**Task 1:**
Decide whether each statement below agrees with the blog post about Married to a Bedouin. Answer yes or no for each, and quote the words from the blog post that settle it.
(a) Raami earned his electrical engineering degree at a university in New Zealand.
(b) Marguerite ran the local clinic in Petra for many years.
(c) The writer bought the book on a Sunday.
**Task 2:** Summarize the blog post about Married to a Bedouin in two sentences.

**Source passage:**
/---
Wednesday, March 6, 2013

Readin': Married to a Bedouin

I bought a copy of Marguerite van Geldermalsen's Married to a Bedouin in Petra on Sunday at one of the many souvenir stores that line the 'main drag' of Petra. The bookseller was Marguerite's son, Raami, a young Bedouin/Kiwi man who looks quite a bit like his father, but speaks perfect English with an Australian accent. He spent his high school days at a boardiing school in New Zealand, where his mother grew up, and then went to university in Australia, gaining a degree in electrical engineering. Raami was running the shop will his mum was 'away on holiday' in Sydney.

The book is a memoir of Marguerite's life in Petra. She fell in love with a handsome souvenir seller there in 1978, married him and lived among the Bedouin, raising a family of a girl and two boys with her husband, Mohammad Abdullah Othman. She was trained as a nurse and, as such, ran the local clinic in Petra for many years. I'm sure that helped her immensely in becoming a part of the community there.
\---
**Study material:**
/---
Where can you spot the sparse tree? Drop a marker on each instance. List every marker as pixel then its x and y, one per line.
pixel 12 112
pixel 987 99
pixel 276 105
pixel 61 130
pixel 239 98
\---
**Your response 1:**
(a) No: "then went to university in Australia, gaining a degree in electrical engineering"
(b) Yes: "She was trained as a nurse and, as such, ran the local clinic in Petra for many years."
(c) Yes: "I bought a copy of Marguerite van Geldermalsen's Married to a Bedouin in Petra on Sunday"

**Your response 2:** The writer bought Marguerite van Geldermalsen's Married to a Bedouin at a souvenir store in Petra from her son Raami, who went to boarding school in New Zealand and earned an electrical engineering degree in Australia. The memoir tells of her life in Petra after she married a souvenir seller she fell in love with there in 1978, raising a daughter and two sons among the Bedouin and, as a trained nurse, running the local clinic for many years.